Given text:

World champion teams in the four major sports 10, 20 and 30 years ago:
MLB: Florida Marlins: Mark Redman, 14 wins
NBA: San Antonio Spurs: Tim Duncan, 23.3 ppg
NFL: New England Patriots: Tom Brady, Super Bowl MVP
NHL: New Jersey Devils: Martin Brodeur, stud then, stud now
MLB: Toronto Blue Jays: Joe Carter, World Series hero
NBA: Chicago Bulls: MJ. 'Nuff said.
NFL: Dallas Cowboys: The Triplets
NHL: Montreal Canadiens: The Yankees of hockey
MLB: Baltimore Orioles: Tippy Martinez, 21 saves
NBA: Philadelphia 76ers: Say, hey, Dr. J.
NFL: Los Angeles Raiders: LA had two teams in '83.
NHL: New York Islanders: Dynasty
Hip, hip hooray for these deeds:
Just how great was the Oklahoma City Blazers hockey franchise? Oklahoma City continues to monopolize the Central Hockey League — and the city has been out of the Double-A circuit for almost four years.
The CHL announced its second Hall of Fame class, and four of the five inductees have Blazer ties. Coach Doug Sauter, defenseman Hardy Sauter, forward Doug Lawrence and administrator Brad Lund will be inducted during the league's awards banquet in May. The fifth inductee is former commissioner Tom Berry.
The inaugural CHL Hall of Fame class, in 2012, was led by all-time scorer Joe Burton of Oklahoma City. Of the eight total Hall of Famers, five have ties to the Blazers franchise.
Here's a look at the 2013 Blazers class:
*Doug Sauter coached Oklahoma City to a 544-291-83 record — .638 winning percentage — and two championships in 14 seasons.
*Hardy Sauter, Doug Sauter's nephew, was an eight-time All-Star and collected 100 points in a single season three times.
*Lawrence was known the most for playing with the Tulsa Oilers. But the CHL's career assist (684) and penalty-minute (2,109) king spent the 1995-96 season with the Blazers, helping the team to its first championship.
*Lund spent the 1992-2008 seasons as the franchise's president and chief executive officer. The Blazers averaged 10 sellouts per season at either the Cox Center or State Fair Arena. The Blazers led the Central League in average attendance for 16 consecutive seasons and often ranked among the top three attendance leaders in all of minor-pro hockey.

Aim:
Print the part of the sports column that begins at the words "NFL: Los Angeles" and stops after the words "almost four years.", copying it word for word.

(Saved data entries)
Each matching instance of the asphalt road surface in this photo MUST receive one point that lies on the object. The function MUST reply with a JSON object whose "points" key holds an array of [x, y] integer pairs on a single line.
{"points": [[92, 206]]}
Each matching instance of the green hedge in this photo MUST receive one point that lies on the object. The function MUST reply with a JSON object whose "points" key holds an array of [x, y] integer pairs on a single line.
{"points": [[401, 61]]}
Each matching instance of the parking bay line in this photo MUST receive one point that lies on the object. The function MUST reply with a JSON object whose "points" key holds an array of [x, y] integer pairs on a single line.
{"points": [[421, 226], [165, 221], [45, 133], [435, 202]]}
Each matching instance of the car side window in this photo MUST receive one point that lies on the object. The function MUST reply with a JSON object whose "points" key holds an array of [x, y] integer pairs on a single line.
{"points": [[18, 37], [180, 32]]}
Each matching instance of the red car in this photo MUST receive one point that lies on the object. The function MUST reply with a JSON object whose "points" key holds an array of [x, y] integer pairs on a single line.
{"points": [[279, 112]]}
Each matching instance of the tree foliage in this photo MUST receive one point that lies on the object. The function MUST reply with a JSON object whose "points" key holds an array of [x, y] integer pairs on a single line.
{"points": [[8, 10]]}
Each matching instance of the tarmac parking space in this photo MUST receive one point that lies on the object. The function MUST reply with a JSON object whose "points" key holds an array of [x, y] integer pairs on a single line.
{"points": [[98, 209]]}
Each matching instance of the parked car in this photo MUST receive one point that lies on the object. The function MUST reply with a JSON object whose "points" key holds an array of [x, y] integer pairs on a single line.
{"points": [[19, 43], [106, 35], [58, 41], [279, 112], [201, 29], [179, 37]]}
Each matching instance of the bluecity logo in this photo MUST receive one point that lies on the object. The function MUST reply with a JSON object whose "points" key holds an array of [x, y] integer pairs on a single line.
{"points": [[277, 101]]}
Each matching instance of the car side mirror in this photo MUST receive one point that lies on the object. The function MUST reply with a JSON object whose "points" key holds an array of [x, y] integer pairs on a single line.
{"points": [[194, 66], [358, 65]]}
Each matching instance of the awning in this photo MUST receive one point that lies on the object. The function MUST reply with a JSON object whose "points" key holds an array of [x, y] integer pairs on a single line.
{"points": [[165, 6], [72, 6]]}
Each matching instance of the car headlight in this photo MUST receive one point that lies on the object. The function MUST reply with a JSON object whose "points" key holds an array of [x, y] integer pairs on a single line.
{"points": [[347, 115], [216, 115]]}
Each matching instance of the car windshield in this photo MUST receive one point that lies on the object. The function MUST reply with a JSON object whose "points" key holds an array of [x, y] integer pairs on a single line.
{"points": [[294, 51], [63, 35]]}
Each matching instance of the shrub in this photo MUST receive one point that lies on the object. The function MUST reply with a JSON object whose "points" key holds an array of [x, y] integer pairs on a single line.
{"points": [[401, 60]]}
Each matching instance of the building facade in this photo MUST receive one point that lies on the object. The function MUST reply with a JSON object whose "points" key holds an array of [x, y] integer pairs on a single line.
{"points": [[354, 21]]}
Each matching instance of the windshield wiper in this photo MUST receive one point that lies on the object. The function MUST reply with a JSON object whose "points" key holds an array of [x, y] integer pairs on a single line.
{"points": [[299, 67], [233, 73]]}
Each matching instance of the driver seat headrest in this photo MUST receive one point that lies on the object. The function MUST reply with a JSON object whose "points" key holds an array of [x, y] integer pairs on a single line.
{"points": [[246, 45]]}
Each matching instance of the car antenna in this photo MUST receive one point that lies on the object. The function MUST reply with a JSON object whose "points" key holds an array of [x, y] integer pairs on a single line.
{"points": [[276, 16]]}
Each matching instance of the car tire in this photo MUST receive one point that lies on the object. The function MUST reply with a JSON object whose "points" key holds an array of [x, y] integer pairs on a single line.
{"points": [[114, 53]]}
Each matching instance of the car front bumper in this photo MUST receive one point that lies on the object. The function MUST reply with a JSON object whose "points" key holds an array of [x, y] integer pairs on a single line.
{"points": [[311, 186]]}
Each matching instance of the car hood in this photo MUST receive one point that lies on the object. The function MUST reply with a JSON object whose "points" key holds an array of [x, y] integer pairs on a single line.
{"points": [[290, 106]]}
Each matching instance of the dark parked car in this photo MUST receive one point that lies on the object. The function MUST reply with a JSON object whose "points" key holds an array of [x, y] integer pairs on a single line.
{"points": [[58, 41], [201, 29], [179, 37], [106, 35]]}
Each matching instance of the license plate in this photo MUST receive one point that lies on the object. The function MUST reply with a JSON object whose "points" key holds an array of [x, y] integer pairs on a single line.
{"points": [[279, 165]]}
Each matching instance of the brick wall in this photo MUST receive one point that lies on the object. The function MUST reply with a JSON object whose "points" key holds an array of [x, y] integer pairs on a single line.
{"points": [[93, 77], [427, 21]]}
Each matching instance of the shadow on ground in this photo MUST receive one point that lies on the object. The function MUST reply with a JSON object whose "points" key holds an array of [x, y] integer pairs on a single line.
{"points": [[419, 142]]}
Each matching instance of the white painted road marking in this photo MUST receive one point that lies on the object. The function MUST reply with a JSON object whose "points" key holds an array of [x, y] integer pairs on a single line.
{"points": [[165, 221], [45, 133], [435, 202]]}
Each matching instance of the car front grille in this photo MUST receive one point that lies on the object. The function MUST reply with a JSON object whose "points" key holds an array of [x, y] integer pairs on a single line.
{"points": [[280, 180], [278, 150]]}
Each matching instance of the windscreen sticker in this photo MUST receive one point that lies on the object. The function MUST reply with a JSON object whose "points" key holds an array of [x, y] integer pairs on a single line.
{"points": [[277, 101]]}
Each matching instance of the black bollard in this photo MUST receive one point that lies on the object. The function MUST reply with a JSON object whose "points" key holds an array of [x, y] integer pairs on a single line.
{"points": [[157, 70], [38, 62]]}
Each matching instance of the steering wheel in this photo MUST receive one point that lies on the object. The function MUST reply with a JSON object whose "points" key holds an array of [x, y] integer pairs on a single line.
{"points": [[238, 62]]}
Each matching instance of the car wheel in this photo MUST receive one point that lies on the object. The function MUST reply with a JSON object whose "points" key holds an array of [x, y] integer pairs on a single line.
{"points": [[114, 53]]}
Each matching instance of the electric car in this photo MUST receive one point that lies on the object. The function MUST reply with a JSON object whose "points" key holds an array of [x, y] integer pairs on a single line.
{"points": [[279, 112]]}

Full response:
NFL: Los Angeles Raiders: LA had two teams in '83.
NHL: New York Islanders: Dynasty
Hip, hip hooray for these deeds:
Just how great was the Oklahoma City Blazers hockey franchise? Oklahoma City continues to monopolize the Central Hockey League — and the city has been out of the Double-A circuit for almost four years.